WRITTEN EXERCISE
Return only the line that contains "If you could tag the dry plant" and each line after it, through the last line of the data below, copied exactly.

───── SUPPLIED RECORDS ─────

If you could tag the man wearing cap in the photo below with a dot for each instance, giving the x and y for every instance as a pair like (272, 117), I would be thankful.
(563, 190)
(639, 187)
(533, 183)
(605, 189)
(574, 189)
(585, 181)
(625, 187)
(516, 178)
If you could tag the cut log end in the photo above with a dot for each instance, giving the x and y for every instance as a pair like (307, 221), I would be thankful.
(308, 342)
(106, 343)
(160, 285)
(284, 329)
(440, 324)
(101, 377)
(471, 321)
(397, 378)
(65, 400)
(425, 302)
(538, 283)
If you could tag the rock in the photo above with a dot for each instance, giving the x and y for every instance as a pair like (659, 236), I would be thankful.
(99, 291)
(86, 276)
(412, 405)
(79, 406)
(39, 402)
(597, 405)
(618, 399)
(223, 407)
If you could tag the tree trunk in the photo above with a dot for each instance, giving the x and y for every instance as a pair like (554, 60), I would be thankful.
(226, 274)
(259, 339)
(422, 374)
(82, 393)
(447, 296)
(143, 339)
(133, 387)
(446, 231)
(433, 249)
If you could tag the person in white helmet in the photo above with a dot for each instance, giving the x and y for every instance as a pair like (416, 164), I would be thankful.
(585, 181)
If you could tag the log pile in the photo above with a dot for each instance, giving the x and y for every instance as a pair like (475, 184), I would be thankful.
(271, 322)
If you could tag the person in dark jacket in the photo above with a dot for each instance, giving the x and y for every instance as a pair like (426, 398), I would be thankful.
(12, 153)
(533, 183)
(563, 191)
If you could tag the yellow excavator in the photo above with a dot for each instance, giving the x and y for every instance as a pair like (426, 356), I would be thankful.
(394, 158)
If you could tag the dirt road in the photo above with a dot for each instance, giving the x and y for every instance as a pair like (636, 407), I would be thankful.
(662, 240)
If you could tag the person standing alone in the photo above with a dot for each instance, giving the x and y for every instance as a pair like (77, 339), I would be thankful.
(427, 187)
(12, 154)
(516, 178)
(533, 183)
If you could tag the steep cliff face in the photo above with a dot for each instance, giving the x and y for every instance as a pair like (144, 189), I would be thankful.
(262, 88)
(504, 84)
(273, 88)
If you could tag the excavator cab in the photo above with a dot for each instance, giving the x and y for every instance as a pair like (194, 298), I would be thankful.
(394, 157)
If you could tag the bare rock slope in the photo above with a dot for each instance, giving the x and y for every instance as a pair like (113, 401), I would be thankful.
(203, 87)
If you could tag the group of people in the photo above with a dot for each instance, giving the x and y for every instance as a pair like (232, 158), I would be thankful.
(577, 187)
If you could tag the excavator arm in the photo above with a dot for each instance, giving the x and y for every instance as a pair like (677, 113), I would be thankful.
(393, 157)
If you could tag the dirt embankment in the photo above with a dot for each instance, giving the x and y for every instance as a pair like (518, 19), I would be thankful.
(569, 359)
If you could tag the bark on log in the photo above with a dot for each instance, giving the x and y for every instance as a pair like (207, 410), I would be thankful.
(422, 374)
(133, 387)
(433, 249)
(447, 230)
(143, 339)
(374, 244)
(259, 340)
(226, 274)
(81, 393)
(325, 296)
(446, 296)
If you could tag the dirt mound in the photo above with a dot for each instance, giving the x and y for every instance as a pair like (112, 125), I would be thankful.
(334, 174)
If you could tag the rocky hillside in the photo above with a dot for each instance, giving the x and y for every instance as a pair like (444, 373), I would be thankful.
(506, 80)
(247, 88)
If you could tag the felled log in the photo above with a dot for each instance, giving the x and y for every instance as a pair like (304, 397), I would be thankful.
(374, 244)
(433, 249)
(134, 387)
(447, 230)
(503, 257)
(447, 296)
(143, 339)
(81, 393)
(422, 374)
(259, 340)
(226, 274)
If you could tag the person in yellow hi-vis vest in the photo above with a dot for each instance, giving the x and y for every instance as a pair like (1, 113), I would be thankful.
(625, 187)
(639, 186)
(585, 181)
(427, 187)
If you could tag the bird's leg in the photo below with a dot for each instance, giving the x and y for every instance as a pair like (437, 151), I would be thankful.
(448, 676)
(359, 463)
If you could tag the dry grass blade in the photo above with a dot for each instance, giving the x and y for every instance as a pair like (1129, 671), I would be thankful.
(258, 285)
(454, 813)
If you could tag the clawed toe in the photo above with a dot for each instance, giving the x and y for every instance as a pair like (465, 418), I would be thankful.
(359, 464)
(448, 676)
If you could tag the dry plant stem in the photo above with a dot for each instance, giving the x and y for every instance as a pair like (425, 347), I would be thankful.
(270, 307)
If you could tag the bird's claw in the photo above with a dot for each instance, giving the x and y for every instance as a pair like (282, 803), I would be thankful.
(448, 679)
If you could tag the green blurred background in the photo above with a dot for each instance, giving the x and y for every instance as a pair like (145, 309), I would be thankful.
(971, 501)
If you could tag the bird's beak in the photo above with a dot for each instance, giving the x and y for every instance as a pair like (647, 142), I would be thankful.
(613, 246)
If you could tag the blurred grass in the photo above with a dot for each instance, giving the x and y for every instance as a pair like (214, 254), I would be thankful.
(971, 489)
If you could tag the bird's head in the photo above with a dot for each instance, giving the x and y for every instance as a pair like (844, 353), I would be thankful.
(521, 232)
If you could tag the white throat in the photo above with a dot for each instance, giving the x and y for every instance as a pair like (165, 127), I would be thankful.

─────

COMPLETED TASK
If you could tag the dry plant stem in the photo above with a dot for each instance, giving the x and y for every instance as a pair like (425, 347), I would be thankful.
(270, 307)
If you could tag the bird's claw in the photo above with a dot for each instance, giving the x and y for every instance as a pair like (282, 803), I would be thankful.
(448, 679)
If you could tag the green blurred background in the photo above with a dot for each instance, giving the x and y for every instance as a pair like (145, 309), I would be thankful.
(971, 501)
If you could tag the bird's beak in the photo above with a dot for each instance, giving the x and y for every instance as a pair like (647, 142), I would be thankful.
(613, 246)
If you could tag the blurred grass in the photo above with a dot for each instance, giving the x and y for every instance as a pair like (214, 254), I would be thankful.
(971, 489)
If you could tag the bird's head in the photo above with a dot for each instance, giving the x and y for every instance as a pair like (844, 353), I would be thankful.
(521, 232)
If you could tag the white throat in the photo above with a dot for each instance, giving the x and y for every instance as a pair like (165, 127), I would be thankful.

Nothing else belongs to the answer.